§ DOCUMENT TEXT
People on the East Coast of the United States of America (US) and the Caribbean should consider how best they might lend a helping hand to the people of the islands of Tuvalu and Vanuatu in the Pacific whose lives have been shattered by Cyclone Pam that struck them on the night of March 13.
In the case of the Caribbean islands, it is a case of “there but for fortune go I”.
A category five Cyclone, called Pam, ripped through both Vanuatu and Tuvalu – two archipelagic countries consisting of several small islands and atolls – creating widespread destruction. Damage was so intense that all the inhabitants of one of the Tuvalu islands had to be completely evacuated. They left behind everything they hold dear, and they now live in uncertainty about when they can return and how to start to reconstruct their lives.
The capacity of these countries to cope with ferocious cyclones, such as Pam, and the resilience to rebuild in the wake of huge damage, simply do not exist. Both Vanuatu and Tuvalu are confronted with immediate humanitarian needs for food, shelter and fresh water. Reports indicate that residents on some of the distant islands have resorted to drinking salt water.
The level of the immediate suffering can only be imagined by those who have not experienced the cruel conditions in which people are forced to live in the aftermath of natural disasters of this magnitude.
The governments of Australia and New Zealand, which are the two most developed Commonwealth countries in the area, have been quick to help with humanitarian assistance. But, the islands in the two archipelagic countries are so scattered that distribution of supplies is severely constrained, particularly as many have no landing strips. Britain, too, has offered help amounting to £1m. That money will be made immediately available to UN organisations and international aid agencies already working in the region.

§ WHAT YOU NEED TO DO
- a) Print the Cyclone Pam article in full, word for word.
- b) List every line of the entries that contains the string "pixel", with case counting.
The Cyclone Pam article and the entries are separate pieces of material.

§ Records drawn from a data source
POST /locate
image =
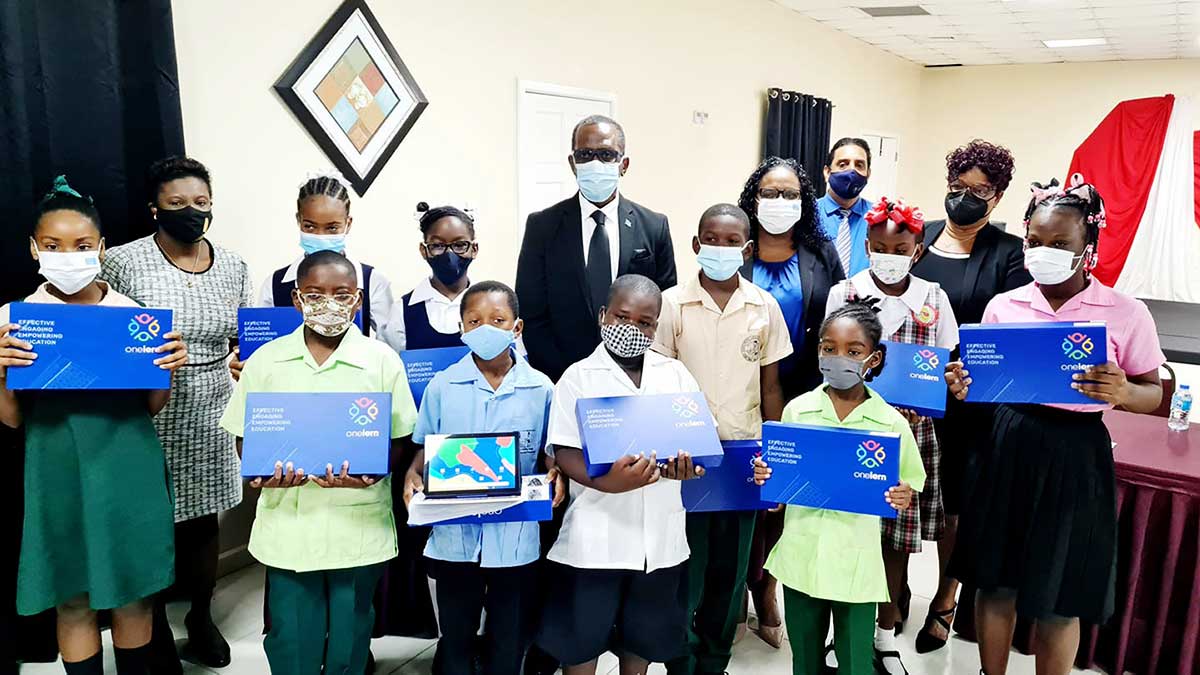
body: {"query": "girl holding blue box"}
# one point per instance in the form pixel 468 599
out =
pixel 99 529
pixel 832 562
pixel 918 312
pixel 1039 535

§ WRITTEN ANSWERS
- a)
People on the East Coast of the United States of America (US) and the Caribbean should consider how best they might lend a helping hand to the people of the islands of Tuvalu and Vanuatu in the Pacific whose lives have been shattered by Cyclone Pam that struck them on the night of March 13.
In the case of the Caribbean islands, it is a case of “there but for fortune go I”.
A category five Cyclone, called Pam, ripped through both Vanuatu and Tuvalu – two archipelagic countries consisting of several small islands and atolls – creating widespread destruction. Damage was so intense that all the inhabitants of one of the Tuvalu islands had to be completely evacuated. They left behind everything they hold dear, and they now live in uncertainty about when they can return and how to start to reconstruct their lives.
The capacity of these countries to cope with ferocious cyclones, such as Pam, and the resilience to rebuild in the wake of huge damage, simply do not exist. Both Vanuatu and Tuvalu are confronted with immediate humanitarian needs for food, shelter and fresh water. Reports indicate that residents on some of the distant islands have resorted to drinking salt water.
The level of the immediate suffering can only be imagined by those who have not experienced the cruel conditions in which people are forced to live in the aftermath of natural disasters of this magnitude.
The governments of Australia and New Zealand, which are the two most developed Commonwealth countries in the area, have been quick to help with humanitarian assistance. But, the islands in the two archipelagic countries are so scattered that distribution of supplies is severely constrained, particularly as many have no landing strips. Britain, too, has offered help amounting to £1m. That money will be made immediately available to UN organisations and international aid agencies already working in the region.

- b)
# one point per instance in the form pixel 468 599
pixel 99 529
pixel 832 562
pixel 918 312
pixel 1039 535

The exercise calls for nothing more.